Pull out every line in the data below that contains the string "branch", with case counting toward a match.

————

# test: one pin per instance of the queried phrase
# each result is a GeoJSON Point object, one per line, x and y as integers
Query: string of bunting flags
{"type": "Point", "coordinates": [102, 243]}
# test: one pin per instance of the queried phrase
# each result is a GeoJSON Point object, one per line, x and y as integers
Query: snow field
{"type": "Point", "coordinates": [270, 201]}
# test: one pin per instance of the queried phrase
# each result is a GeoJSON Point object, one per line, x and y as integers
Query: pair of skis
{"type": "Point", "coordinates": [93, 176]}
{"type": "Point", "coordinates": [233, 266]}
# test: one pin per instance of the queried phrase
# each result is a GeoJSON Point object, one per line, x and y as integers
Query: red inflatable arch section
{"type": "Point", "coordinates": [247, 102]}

————

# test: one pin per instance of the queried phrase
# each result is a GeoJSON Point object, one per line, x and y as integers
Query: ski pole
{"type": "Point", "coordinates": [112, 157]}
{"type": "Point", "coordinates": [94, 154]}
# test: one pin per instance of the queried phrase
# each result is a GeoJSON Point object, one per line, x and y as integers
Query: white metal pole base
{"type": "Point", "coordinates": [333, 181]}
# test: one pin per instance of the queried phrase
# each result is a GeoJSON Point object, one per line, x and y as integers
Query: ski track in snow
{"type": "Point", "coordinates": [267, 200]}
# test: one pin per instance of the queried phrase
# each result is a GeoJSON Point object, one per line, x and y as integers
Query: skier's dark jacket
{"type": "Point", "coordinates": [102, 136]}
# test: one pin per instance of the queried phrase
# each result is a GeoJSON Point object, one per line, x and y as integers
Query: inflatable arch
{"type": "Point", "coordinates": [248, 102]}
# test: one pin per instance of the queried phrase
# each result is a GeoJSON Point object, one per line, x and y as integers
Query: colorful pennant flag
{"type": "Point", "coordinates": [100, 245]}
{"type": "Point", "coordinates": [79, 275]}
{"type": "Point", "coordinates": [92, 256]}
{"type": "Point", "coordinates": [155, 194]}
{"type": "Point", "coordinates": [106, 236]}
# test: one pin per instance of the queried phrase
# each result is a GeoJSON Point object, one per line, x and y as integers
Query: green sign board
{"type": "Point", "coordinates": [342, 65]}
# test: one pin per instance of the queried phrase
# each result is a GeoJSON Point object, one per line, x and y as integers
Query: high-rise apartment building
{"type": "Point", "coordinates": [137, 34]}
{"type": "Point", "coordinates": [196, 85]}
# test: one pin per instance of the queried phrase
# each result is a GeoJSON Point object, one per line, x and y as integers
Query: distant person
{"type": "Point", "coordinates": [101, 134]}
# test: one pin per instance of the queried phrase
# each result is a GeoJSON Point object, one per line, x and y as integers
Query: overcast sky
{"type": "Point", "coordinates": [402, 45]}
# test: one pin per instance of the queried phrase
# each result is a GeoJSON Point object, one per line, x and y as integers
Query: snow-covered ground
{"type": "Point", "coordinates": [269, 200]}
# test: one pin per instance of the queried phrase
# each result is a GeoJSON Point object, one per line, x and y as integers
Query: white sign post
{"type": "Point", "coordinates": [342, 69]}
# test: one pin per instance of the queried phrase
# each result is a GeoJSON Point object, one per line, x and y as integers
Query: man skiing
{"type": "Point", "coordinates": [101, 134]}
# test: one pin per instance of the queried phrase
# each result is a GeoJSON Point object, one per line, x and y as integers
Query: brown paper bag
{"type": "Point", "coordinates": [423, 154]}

————

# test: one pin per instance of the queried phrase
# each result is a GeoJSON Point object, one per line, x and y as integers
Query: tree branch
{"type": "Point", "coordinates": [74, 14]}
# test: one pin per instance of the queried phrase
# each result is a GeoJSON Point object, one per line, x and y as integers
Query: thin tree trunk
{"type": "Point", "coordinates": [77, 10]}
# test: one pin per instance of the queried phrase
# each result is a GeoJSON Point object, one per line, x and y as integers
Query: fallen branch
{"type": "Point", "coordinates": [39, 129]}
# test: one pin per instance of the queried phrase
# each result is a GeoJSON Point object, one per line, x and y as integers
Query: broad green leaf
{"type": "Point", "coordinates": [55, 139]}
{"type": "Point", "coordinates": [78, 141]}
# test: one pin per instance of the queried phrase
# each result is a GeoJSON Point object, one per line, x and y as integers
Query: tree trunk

————

## Answer
Query: tree branch
Query: fallen branch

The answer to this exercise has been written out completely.